> Extracted text:
## start

The U.S. Colorado state Friday released an investigation summary on the miserable experience of indigenous people at former federal fund schools, highlighting the fact that the U.S. government had long ignored Native Americans who were freely neglected, abused and killed.
In the 14-page summary of the report, History Colorado (HC) confirmed that Native Americans at the boarding schools had been subjected to “abuse, neglect, and a variety of other terrible outcomes,” which had been under-reported by U.S. media and ignored by federal authorities for more than a century.
Under an executive order signed by Colorado Governor Jared Polis, investigations were opened into a number of improprieties surrounding federally funded boarding schools for Native American students, long considered a dark chapter in American history.
The state-mandated year-long investigations ended this summer, and a final report entitled “Federal Indian Schools in Colorado, 1880-1920” was scheduled to be publicly released on Oct. 3, 2023, though HC said it would continue its research.
“As part of the mandate, History Colorado was tasked with laying out ‘preliminary’ steps toward healing,” CPR said Friday after HC released the brief summary.

## end

> Required task 1: In the listing, starting at the line containing "If you could place a marker on the stone railing" and ending at the last line of the listing, rewrite those lines with "rooftop statue" changed to "rooftop sculpture" and everything else unchanged.

> Stored rows:

## start

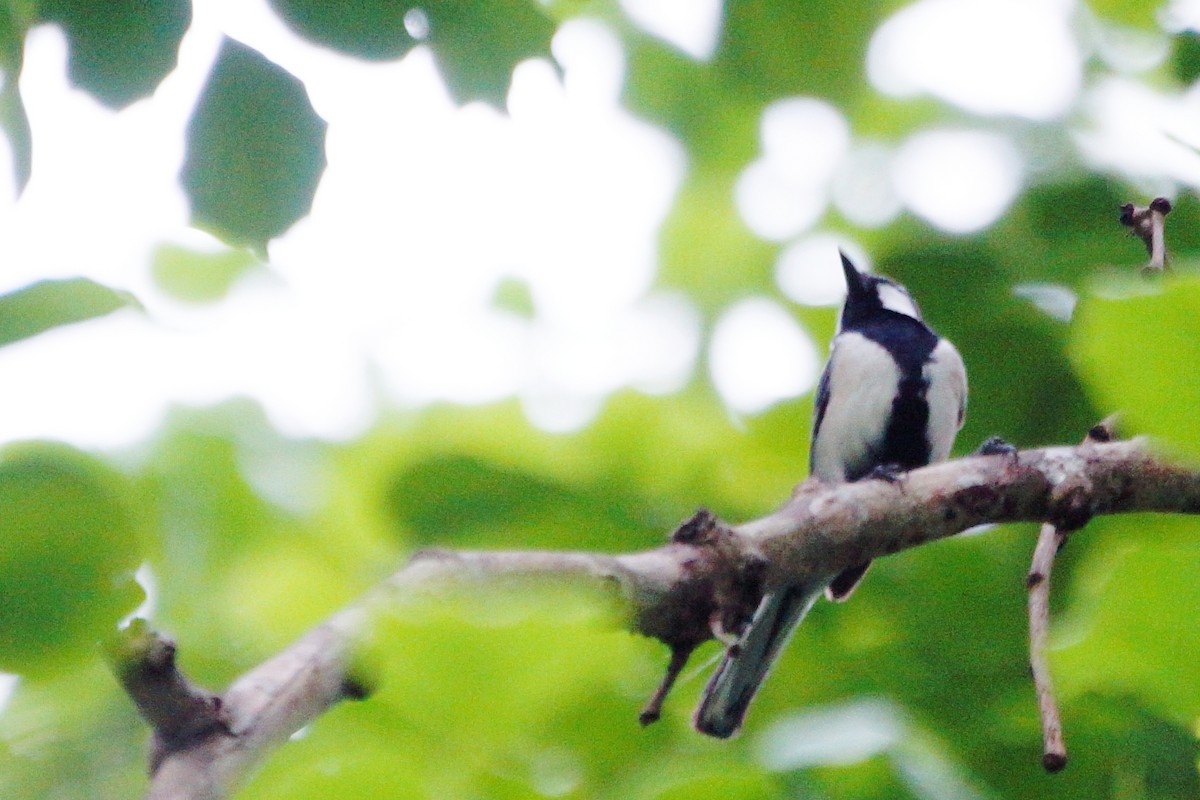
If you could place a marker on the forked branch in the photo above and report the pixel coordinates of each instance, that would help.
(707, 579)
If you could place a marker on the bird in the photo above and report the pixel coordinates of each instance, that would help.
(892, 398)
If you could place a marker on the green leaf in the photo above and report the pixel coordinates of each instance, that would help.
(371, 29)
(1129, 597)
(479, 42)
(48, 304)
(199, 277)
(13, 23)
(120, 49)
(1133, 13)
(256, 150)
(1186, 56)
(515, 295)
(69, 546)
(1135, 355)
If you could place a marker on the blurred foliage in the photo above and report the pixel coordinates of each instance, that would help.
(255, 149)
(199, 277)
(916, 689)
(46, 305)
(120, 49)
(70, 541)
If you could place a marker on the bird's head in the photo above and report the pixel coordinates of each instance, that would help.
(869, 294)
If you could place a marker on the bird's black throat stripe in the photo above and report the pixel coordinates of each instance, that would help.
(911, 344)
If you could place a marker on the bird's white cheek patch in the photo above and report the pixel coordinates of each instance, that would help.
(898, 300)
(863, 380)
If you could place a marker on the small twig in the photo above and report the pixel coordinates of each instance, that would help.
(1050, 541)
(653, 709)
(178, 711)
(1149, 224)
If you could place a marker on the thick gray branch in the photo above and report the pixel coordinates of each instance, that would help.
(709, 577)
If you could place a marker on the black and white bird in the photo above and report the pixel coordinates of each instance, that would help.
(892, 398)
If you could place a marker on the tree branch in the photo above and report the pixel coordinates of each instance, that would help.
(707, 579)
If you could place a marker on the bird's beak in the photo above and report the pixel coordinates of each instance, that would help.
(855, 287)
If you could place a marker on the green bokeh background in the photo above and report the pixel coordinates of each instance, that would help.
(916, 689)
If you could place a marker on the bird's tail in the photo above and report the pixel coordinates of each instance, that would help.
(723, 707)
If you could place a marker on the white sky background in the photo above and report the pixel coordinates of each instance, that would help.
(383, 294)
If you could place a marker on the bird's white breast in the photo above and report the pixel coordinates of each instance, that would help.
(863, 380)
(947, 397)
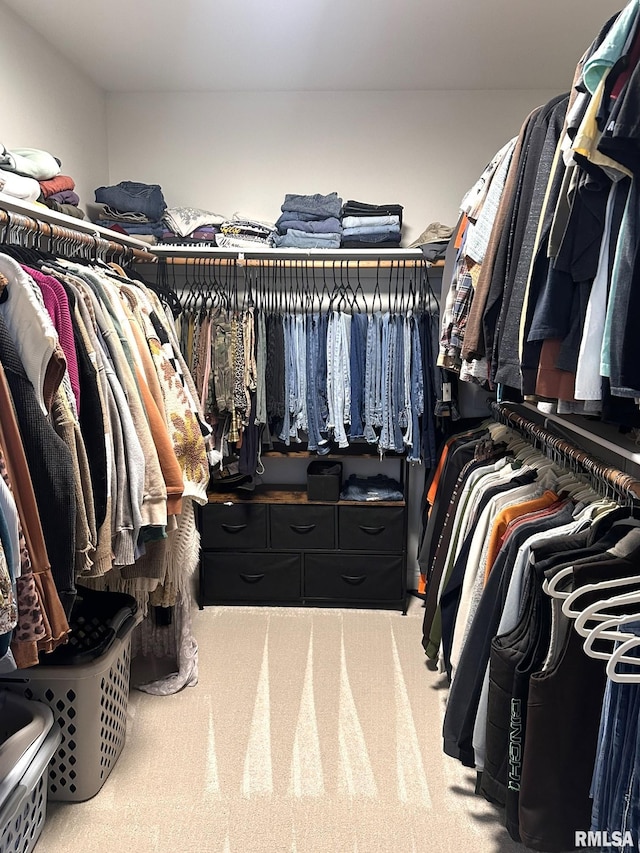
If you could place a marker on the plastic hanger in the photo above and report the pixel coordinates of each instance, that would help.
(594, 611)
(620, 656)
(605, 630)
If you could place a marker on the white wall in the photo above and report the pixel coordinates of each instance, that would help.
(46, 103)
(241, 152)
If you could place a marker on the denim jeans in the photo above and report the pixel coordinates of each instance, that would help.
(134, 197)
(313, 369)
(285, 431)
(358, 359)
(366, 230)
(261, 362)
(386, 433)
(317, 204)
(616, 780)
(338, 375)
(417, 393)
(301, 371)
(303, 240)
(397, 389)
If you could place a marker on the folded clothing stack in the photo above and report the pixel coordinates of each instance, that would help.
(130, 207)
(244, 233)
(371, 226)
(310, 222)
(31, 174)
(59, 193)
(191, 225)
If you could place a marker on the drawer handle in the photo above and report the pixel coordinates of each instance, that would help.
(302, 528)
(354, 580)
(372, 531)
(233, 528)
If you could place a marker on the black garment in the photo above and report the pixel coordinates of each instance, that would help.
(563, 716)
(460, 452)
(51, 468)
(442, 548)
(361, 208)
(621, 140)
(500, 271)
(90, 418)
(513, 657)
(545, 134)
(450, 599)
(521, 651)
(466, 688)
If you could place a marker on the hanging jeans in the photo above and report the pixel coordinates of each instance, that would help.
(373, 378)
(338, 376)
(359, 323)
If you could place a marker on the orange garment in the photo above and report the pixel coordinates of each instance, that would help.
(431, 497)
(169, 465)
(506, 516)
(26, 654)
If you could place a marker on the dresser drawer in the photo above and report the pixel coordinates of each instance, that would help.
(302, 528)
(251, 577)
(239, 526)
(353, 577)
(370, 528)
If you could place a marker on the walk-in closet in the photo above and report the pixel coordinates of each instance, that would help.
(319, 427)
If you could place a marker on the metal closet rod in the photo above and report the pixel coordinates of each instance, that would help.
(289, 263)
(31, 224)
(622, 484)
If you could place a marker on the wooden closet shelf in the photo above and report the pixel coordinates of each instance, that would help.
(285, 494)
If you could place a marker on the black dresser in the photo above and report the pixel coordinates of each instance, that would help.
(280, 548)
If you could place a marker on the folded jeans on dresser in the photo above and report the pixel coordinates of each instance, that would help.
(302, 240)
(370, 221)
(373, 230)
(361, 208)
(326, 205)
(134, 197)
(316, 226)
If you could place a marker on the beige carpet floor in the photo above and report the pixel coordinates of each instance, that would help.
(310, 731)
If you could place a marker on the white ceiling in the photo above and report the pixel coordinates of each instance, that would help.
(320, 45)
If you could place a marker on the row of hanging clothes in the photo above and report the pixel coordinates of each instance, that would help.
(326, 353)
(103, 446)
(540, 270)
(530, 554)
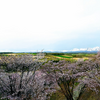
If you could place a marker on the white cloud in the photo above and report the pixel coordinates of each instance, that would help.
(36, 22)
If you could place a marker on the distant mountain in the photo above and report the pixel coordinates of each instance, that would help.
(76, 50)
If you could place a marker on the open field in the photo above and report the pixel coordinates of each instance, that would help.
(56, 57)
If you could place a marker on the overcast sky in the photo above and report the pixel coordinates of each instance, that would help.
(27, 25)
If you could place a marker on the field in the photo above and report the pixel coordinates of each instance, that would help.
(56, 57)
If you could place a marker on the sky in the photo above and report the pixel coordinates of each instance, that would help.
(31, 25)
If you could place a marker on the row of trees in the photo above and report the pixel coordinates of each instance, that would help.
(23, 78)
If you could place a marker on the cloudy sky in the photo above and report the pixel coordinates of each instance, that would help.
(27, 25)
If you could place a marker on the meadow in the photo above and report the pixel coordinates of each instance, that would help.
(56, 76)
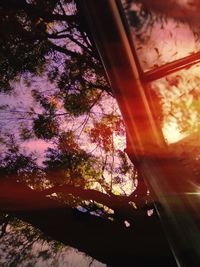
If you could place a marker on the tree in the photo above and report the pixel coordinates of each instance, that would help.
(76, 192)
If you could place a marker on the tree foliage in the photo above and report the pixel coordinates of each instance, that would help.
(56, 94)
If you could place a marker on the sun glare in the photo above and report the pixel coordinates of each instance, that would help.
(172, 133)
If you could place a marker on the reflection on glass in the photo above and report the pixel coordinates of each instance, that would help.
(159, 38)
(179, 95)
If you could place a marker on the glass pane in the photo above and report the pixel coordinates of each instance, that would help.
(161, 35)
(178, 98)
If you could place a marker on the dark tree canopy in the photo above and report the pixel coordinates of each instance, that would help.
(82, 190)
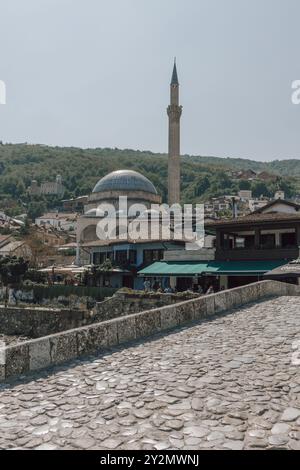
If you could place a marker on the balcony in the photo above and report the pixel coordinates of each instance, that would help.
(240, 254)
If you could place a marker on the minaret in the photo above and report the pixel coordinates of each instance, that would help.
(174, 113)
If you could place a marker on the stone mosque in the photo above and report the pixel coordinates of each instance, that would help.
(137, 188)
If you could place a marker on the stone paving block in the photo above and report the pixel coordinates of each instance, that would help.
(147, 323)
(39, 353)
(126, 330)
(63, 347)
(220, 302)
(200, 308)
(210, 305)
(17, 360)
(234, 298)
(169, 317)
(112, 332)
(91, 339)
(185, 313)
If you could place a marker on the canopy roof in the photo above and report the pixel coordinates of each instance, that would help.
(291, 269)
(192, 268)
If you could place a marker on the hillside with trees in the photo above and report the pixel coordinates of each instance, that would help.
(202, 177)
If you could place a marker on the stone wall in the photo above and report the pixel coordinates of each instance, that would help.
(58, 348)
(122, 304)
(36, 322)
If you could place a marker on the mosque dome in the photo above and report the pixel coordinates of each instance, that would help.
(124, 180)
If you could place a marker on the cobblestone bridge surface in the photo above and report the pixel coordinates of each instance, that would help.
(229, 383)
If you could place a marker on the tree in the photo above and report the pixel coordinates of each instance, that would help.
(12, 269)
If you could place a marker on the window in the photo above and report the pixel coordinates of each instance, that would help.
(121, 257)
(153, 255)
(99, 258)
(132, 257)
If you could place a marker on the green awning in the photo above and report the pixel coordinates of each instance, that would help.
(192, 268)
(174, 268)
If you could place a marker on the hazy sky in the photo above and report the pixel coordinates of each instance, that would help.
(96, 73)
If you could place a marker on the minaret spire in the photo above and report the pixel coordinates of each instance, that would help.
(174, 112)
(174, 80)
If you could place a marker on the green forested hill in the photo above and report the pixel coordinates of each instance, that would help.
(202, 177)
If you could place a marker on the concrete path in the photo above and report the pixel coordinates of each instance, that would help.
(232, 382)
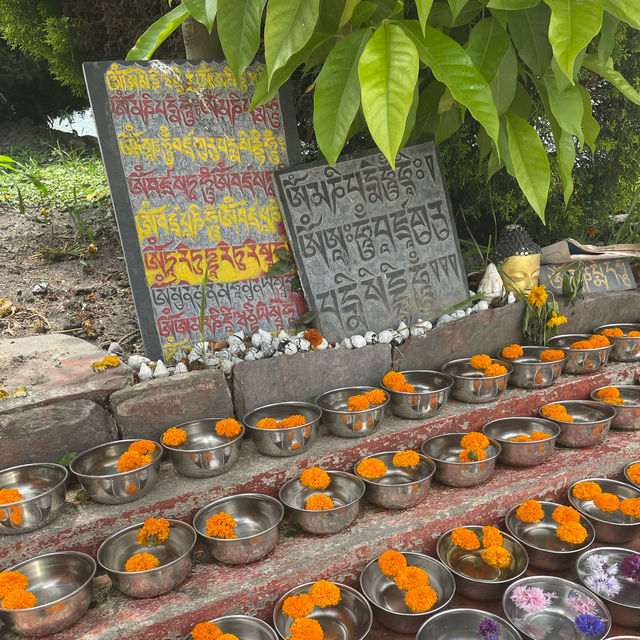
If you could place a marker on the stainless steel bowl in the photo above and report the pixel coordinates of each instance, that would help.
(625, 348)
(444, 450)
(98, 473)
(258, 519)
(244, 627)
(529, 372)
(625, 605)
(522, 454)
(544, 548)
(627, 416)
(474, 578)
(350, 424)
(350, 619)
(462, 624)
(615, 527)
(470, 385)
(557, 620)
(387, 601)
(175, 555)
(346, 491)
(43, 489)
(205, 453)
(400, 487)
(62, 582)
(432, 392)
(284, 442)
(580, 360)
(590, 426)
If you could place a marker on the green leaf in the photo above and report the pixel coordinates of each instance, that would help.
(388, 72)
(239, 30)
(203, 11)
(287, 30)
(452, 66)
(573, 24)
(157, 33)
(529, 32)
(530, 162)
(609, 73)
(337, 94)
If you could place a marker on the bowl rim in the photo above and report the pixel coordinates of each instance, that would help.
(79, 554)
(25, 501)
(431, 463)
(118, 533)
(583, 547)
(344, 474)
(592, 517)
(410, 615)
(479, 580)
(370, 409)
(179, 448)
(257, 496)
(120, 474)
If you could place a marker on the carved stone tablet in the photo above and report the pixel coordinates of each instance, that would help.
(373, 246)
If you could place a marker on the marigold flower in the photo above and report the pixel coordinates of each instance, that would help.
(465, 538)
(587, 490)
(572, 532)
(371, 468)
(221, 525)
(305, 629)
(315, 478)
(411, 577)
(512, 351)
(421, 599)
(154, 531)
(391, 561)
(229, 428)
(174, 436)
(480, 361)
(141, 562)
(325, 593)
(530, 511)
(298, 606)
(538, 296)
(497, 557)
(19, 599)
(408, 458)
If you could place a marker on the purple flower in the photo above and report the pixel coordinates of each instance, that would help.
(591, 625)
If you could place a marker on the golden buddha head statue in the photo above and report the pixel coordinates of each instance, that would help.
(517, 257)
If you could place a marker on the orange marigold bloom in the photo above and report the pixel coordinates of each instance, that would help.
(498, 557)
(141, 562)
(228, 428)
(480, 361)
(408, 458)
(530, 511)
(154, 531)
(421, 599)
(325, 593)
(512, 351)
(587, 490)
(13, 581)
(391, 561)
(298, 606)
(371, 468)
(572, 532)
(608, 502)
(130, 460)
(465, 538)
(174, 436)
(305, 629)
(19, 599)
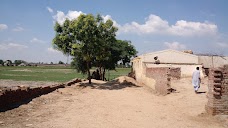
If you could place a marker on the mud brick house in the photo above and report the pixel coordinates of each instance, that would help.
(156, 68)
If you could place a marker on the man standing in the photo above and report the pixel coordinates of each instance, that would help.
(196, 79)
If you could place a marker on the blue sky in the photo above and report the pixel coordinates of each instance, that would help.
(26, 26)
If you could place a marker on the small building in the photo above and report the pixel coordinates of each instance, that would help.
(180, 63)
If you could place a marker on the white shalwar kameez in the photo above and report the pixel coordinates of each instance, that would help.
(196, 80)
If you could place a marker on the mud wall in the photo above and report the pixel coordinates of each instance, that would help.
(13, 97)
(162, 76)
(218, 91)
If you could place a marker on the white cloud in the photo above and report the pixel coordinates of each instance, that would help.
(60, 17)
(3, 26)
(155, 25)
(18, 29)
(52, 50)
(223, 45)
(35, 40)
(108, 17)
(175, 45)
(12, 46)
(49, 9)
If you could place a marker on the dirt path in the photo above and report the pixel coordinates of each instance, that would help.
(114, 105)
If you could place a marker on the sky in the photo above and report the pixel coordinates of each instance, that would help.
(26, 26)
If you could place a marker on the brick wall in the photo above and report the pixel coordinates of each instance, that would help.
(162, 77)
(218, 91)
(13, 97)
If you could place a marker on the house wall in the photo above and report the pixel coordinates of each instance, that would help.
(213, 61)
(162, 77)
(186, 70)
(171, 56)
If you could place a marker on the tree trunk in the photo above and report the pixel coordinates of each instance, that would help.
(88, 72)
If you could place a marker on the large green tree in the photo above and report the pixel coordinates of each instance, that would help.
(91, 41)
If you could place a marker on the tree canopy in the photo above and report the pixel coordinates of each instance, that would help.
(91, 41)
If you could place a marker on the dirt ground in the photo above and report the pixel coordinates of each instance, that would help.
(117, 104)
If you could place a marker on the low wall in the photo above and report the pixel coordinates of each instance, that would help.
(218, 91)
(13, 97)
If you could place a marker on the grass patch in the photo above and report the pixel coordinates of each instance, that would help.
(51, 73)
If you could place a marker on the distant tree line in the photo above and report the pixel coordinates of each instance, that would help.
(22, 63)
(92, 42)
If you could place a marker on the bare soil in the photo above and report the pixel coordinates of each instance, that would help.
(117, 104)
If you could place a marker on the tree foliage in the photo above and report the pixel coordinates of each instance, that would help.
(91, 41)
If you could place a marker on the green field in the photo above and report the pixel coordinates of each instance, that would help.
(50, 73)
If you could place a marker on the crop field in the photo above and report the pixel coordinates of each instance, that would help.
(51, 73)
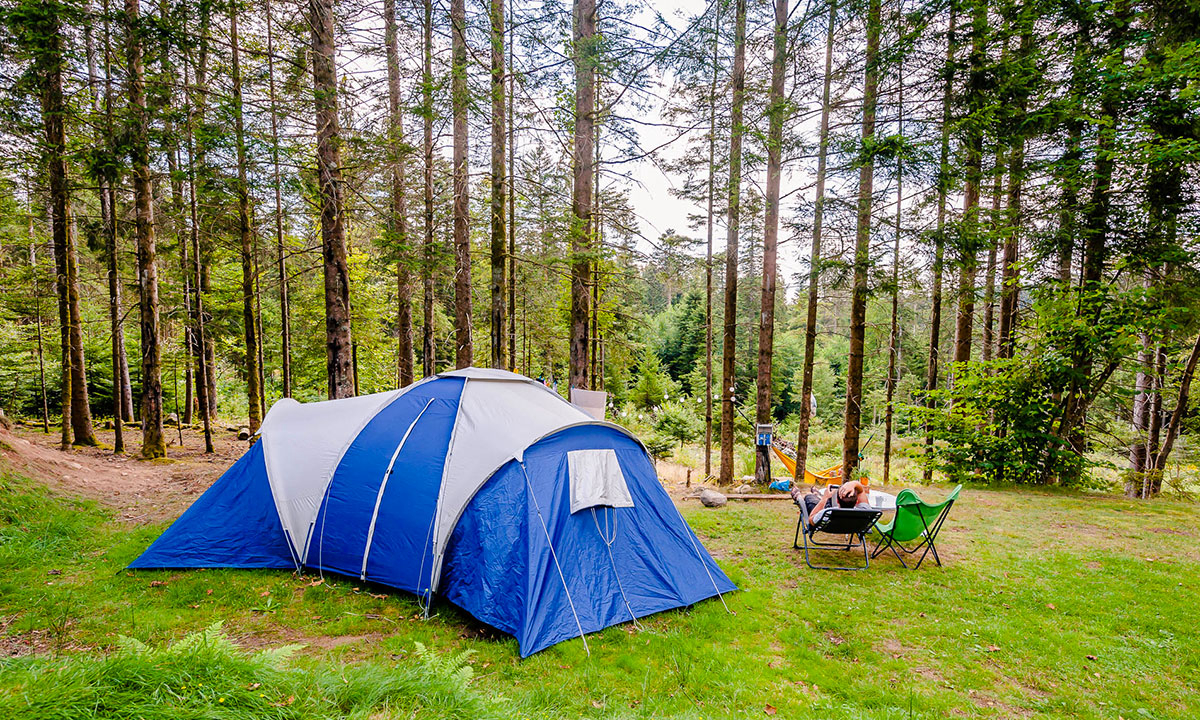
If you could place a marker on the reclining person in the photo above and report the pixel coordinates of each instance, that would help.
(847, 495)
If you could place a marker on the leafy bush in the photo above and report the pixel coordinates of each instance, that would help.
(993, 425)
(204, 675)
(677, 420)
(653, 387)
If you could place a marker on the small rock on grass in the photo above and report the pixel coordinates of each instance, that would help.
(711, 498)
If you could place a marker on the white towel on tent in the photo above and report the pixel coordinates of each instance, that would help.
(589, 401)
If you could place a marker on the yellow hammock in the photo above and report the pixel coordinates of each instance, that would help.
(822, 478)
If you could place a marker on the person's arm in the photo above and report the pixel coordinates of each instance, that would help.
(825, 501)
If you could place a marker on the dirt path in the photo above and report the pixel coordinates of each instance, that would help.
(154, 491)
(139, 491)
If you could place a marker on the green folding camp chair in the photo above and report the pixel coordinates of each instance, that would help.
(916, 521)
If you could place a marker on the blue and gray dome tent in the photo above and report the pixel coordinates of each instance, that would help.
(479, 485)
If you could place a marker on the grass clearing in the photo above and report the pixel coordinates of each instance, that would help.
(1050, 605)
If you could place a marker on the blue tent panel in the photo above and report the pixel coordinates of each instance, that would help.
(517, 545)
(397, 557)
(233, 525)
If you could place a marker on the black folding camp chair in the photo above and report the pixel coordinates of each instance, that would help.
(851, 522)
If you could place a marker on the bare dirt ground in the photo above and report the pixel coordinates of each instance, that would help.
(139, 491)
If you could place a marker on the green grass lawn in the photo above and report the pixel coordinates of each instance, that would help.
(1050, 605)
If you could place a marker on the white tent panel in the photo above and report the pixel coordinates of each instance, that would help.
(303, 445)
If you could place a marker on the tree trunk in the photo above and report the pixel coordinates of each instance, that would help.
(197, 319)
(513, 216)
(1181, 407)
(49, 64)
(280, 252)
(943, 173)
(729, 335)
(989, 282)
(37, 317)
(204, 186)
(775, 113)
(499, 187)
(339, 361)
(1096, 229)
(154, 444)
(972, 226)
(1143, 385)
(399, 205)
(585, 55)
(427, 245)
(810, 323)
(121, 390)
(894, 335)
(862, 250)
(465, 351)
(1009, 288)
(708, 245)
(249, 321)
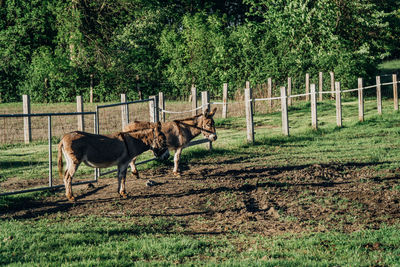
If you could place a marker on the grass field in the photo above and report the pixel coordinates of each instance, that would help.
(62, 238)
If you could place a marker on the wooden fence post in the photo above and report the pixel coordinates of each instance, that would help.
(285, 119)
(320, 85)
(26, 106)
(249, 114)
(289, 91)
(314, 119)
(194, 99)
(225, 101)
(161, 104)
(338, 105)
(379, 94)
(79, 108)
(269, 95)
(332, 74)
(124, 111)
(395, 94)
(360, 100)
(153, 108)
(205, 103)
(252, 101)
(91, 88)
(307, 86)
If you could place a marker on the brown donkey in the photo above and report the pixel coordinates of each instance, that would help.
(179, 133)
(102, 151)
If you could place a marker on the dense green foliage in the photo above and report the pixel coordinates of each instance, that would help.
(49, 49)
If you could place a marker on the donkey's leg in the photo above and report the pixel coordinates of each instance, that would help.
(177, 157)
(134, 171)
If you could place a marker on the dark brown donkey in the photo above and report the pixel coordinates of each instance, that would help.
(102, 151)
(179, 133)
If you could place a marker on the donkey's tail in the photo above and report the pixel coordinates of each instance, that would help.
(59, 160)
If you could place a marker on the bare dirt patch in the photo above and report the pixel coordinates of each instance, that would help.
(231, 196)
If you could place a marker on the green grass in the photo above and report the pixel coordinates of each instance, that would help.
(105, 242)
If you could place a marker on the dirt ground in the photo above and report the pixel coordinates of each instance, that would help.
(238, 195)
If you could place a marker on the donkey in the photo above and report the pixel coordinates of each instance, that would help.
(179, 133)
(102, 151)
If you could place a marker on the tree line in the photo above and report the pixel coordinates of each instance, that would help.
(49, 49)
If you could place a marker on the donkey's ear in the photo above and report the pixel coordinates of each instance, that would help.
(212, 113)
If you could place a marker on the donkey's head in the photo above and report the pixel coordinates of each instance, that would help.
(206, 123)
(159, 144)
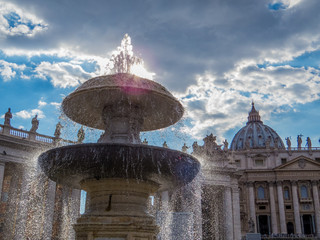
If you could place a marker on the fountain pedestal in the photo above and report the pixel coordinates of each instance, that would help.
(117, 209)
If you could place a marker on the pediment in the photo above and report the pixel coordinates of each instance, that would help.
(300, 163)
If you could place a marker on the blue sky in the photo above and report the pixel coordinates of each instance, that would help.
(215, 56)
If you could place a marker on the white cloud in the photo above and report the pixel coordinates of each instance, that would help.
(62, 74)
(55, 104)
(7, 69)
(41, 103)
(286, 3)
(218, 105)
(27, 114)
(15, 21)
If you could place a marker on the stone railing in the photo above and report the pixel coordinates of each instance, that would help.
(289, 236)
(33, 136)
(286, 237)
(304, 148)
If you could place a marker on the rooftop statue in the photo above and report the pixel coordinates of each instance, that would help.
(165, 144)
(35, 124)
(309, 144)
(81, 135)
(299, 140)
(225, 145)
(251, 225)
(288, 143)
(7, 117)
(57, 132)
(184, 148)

## end

> Required task 2: According to the article on Colorado's investigation of federal Indian boarding schools, on what date was the final report scheduled to be publicly released?

> Written reply 1:
If you could place a marker on the stone railing in the photo above and report the pixel coordinates of each instance, that would help.
(289, 236)
(33, 136)
(286, 237)
(304, 148)
If you could place a marker on the rooftop sculpture in the photo above and report the pixel coordinates of each instance, that would help.
(165, 144)
(35, 124)
(309, 144)
(81, 135)
(299, 140)
(225, 145)
(251, 225)
(288, 143)
(7, 117)
(57, 132)
(184, 148)

> Written reply 2: Oct. 3, 2023